Lay out the lines below as a numbered list, leaving out blank lines, starting at the line that contains "Extract green painted" and ending at the line that contains "1146;275;1175;294", both included. Give only those lines.

——

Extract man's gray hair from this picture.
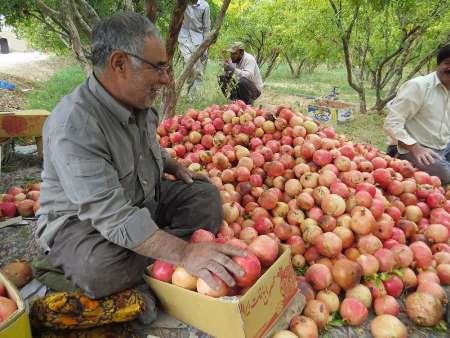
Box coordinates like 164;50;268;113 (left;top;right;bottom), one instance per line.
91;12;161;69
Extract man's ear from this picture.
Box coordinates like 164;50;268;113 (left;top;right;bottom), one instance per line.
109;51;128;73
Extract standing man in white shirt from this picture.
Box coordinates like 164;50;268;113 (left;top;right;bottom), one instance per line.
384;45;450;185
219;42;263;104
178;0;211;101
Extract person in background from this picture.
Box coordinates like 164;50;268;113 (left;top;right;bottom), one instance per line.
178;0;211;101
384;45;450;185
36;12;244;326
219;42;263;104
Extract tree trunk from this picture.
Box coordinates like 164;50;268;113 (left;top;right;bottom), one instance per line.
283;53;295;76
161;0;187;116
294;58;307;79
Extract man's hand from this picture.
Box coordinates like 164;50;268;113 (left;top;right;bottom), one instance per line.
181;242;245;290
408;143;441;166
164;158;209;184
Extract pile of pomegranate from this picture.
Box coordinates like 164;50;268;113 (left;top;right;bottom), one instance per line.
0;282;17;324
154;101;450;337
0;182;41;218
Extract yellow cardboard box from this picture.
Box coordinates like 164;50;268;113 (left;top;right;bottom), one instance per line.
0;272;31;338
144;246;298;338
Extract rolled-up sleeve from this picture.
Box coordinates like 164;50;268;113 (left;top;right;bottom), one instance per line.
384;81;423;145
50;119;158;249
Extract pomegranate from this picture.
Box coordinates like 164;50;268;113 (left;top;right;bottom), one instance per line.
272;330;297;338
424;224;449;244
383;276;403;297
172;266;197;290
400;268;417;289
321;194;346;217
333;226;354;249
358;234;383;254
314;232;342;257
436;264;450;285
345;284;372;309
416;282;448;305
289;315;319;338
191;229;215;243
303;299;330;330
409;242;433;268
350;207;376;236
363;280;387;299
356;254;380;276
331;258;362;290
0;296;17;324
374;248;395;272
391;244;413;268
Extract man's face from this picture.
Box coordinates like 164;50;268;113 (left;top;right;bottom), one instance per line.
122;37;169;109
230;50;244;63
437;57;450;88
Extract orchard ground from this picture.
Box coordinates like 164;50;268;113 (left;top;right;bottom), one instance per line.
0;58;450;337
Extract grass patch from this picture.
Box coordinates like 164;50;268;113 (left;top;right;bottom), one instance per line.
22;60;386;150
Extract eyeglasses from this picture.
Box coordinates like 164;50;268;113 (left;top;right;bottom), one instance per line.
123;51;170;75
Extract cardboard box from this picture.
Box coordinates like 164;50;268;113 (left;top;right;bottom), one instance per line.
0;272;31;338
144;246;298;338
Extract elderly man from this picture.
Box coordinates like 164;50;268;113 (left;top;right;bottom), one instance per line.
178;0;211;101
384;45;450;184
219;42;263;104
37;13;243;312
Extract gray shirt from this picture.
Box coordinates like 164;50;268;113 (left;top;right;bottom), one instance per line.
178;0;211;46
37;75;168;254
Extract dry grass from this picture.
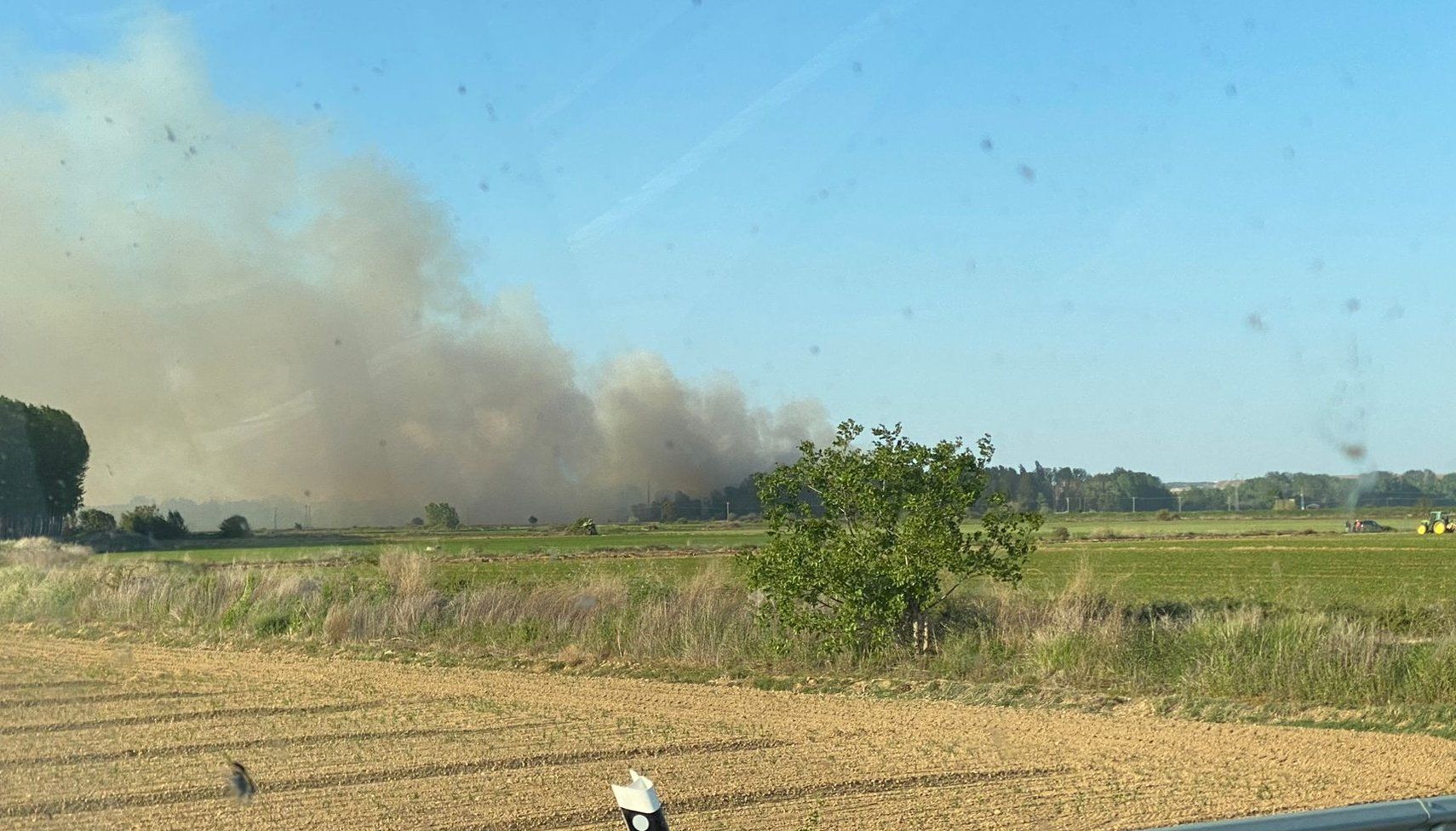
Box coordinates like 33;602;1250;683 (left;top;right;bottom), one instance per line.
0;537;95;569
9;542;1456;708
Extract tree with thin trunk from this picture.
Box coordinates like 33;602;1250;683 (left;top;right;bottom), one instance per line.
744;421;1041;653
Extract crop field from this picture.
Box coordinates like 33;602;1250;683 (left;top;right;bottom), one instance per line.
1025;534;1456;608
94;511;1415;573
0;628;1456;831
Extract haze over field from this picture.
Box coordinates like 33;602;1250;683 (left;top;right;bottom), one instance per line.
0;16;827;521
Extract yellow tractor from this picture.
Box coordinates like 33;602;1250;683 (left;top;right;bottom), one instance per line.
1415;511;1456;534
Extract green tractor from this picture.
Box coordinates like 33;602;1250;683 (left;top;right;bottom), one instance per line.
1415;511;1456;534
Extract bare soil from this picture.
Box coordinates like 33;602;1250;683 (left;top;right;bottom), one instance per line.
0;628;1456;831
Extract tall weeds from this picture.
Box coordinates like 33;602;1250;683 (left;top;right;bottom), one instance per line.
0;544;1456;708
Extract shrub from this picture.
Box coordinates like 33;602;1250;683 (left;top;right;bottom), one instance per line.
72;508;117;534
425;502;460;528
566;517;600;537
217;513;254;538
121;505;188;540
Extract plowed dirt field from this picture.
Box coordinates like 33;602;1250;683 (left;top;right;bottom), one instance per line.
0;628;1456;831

——

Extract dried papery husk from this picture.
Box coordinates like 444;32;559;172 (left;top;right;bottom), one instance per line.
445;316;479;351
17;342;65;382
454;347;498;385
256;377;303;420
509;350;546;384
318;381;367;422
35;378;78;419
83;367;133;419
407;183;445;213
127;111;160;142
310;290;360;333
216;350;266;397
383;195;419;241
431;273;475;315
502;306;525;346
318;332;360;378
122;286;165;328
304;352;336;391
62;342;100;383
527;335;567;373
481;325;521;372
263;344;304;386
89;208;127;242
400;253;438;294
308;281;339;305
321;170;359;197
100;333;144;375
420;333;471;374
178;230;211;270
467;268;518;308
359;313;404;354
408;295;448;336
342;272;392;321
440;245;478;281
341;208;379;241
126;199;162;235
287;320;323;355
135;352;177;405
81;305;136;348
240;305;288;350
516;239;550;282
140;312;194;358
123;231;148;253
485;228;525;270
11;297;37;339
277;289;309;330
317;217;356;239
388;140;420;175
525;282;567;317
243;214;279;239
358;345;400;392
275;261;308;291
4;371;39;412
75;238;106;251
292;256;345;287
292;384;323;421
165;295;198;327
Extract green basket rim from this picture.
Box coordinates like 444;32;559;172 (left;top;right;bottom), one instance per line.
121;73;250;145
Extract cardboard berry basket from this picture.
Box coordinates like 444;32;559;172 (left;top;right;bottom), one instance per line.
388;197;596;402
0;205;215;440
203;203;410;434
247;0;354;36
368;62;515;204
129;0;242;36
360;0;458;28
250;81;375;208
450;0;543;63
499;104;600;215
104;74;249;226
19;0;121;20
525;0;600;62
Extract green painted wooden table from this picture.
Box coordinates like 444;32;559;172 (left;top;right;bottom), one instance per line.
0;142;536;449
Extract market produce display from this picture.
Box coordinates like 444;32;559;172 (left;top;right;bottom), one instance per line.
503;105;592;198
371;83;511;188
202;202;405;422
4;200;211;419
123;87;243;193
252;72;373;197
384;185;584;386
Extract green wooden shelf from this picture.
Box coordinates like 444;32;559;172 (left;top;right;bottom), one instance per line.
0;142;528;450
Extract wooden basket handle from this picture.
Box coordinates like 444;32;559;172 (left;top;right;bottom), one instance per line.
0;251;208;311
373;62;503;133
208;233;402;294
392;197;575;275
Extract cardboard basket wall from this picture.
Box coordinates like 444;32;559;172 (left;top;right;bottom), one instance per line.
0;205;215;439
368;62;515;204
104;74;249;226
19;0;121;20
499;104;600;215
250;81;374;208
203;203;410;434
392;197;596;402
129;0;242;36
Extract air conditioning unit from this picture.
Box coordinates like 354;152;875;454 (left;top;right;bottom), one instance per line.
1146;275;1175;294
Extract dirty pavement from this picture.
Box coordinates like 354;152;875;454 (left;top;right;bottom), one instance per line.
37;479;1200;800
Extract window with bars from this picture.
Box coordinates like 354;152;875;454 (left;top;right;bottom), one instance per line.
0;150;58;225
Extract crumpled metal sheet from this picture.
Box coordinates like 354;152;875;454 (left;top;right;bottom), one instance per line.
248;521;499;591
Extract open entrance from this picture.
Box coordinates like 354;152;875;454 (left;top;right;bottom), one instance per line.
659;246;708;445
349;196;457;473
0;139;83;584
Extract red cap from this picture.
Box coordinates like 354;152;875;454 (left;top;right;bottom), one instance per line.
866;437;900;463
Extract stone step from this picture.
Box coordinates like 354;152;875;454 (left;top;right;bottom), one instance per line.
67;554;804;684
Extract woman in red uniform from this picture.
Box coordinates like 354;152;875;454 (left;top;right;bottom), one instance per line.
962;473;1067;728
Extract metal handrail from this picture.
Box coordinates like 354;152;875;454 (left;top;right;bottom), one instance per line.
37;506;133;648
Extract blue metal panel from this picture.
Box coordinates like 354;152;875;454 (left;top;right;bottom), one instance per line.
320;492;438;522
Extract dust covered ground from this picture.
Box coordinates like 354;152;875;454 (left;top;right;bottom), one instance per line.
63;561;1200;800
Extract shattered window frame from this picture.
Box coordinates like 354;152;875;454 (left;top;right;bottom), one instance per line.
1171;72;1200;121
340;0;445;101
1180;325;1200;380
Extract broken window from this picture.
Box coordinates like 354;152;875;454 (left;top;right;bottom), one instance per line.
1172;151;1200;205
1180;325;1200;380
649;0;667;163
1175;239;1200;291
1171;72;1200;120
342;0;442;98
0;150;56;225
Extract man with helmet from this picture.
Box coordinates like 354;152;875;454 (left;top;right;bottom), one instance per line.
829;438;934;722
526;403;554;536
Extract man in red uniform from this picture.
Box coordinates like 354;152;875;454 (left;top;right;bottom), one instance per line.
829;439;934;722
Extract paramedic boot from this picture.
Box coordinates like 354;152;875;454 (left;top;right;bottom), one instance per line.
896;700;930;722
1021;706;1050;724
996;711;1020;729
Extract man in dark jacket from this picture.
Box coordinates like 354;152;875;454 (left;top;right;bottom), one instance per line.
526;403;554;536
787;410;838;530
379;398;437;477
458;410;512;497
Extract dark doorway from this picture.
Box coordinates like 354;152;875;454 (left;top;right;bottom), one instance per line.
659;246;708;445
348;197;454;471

——

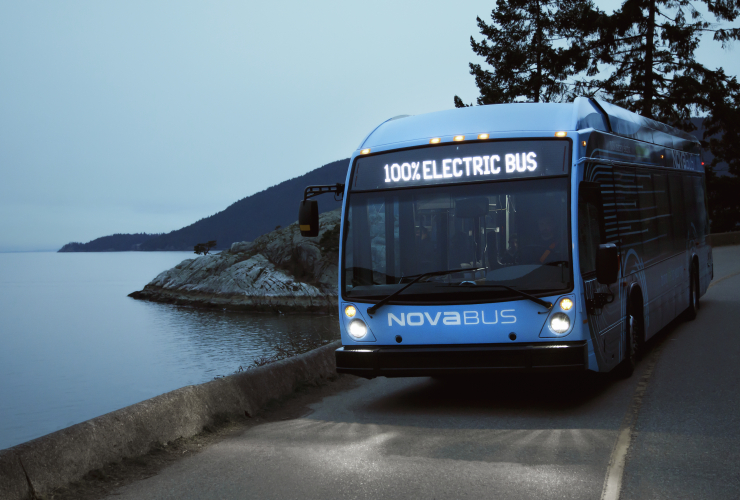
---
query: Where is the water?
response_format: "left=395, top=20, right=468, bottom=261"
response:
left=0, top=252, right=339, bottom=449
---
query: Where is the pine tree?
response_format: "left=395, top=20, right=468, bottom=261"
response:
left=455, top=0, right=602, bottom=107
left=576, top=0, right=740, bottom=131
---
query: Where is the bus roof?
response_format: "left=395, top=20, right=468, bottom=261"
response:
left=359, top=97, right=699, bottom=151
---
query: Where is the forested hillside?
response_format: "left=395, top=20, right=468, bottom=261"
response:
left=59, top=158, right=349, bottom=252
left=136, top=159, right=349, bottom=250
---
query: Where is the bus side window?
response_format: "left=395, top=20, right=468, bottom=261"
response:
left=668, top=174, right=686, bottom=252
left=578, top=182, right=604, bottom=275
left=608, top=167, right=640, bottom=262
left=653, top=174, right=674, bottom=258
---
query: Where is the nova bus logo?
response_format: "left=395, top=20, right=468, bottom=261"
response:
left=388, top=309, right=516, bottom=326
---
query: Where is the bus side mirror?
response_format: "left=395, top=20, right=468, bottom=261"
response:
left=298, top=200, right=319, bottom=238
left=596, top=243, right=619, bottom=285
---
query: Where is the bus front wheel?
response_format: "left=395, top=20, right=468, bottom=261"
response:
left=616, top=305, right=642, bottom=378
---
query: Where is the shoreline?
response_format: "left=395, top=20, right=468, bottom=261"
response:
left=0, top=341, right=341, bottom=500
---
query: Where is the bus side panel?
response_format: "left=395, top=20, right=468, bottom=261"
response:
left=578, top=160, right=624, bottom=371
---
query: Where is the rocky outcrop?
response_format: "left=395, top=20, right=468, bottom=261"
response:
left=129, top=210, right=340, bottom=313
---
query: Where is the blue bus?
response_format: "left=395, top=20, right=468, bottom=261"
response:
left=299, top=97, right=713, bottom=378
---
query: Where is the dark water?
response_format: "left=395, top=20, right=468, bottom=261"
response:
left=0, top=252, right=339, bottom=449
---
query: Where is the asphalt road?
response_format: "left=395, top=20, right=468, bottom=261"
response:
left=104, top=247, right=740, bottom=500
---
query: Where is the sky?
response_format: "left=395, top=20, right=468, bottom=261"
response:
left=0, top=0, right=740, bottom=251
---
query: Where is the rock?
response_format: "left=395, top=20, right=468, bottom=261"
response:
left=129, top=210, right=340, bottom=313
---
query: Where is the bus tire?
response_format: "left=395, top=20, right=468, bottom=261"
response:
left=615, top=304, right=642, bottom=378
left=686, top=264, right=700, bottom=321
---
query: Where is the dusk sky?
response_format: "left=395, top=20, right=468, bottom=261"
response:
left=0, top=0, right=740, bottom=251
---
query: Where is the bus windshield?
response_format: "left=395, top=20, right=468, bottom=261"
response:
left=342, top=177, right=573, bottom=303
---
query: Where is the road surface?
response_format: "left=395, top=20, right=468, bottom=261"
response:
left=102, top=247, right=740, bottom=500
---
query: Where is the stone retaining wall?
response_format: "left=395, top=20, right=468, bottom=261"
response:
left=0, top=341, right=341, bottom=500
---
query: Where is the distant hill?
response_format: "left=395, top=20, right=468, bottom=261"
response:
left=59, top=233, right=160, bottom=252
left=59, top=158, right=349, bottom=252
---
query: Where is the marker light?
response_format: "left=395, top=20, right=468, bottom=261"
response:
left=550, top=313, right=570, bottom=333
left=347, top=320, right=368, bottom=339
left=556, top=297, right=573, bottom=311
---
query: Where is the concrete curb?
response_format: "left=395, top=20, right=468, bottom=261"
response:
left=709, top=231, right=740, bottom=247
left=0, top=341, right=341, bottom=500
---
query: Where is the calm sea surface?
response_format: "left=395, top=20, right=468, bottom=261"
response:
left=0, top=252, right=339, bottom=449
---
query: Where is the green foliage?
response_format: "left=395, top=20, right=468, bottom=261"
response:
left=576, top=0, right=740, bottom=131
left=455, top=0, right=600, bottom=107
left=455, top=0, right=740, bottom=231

——

*Written reply*
1. Extract green painted wooden table from this picture.
2. Box coordinates like 444;32;559;172 (left;top;right;bottom), one instance per line.
3. 0;142;536;449
4. Extract market produce display from this picture.
5. Box coordinates like 444;32;559;172 (left;top;right;bottom), one instance per line.
6. 503;105;592;198
7. 371;83;511;188
8. 202;202;405;422
9. 4;200;211;419
10. 123;87;243;193
11. 252;72;373;197
12. 384;185;584;386
13. Extract green wooden shelf from this picture.
14. Box coordinates like 444;32;559;172 (left;top;right;bottom), one instance per line.
15. 0;142;528;450
16. Extract wooden basket handle from this picture.
17. Box coordinates like 444;32;559;172 (left;top;right;bottom), one instance per line.
18. 0;251;208;311
19. 373;62;503;133
20. 208;233;402;294
21. 392;197;575;275
22. Extract cardboard basket wall from this picture.
23. Box coordinates like 444;32;559;172 (left;top;right;bottom), one instance per line.
24. 0;205;215;439
25. 368;62;515;204
26. 104;74;249;226
27. 19;0;121;20
28. 499;104;600;215
29. 250;81;374;208
30. 203;203;410;434
31. 392;197;596;402
32. 129;0;242;36
33. Extract air conditioning unit from this picture.
34. Box coordinates like 354;152;875;454 (left;top;right;bottom), one instance per line.
35. 1146;275;1175;294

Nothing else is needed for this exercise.